Task requirements: In the entries below, find the line with "compact form (112,211)." and print exactly every line from there up to and including the line with "compact form (161,156).", with no other lines.

Given entries: Begin

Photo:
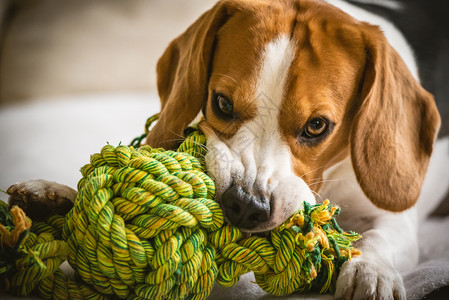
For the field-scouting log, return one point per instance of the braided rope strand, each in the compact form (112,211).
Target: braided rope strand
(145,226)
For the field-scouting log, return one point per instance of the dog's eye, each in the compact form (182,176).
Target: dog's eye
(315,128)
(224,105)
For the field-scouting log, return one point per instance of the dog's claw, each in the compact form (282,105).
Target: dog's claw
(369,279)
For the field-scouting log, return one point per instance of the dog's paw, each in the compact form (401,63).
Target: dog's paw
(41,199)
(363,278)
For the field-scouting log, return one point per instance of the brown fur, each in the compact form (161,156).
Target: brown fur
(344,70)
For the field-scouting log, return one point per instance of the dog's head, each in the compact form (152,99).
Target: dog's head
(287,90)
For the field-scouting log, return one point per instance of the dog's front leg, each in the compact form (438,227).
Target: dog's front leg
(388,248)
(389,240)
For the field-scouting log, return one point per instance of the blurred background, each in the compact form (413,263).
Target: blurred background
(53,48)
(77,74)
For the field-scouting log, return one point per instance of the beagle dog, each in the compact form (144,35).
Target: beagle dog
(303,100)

Given entries: End
Given entries: Begin

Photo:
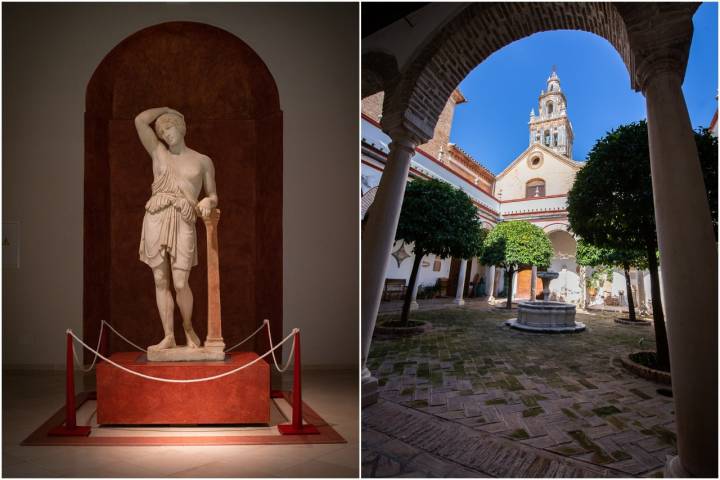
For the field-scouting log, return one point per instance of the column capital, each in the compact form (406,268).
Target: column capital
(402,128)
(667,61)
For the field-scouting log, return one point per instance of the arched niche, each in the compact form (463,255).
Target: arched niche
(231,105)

Given entries: End

Reply to the task:
For the field-scouting log, return one point per instance of the braided rope strand, each in the compact form (112,211).
Target: braided rope strand
(145,226)
For the field-scouting log, return one point per instance of the dog's eye, each in the compact form (182,176).
Target: dog's eye
(315,128)
(224,105)
For the field-scouting log, return one point per instance of the dog's claw, each in the compact form (282,105).
Target: dog's claw
(369,279)
For the field-scouting log, return one point per instance of the dog's paw, each in the compact form (401,63).
Target: dog's paw
(41,199)
(363,278)
For the field-scouting log, return one point per instance of the brown fur, each in the compact form (161,156).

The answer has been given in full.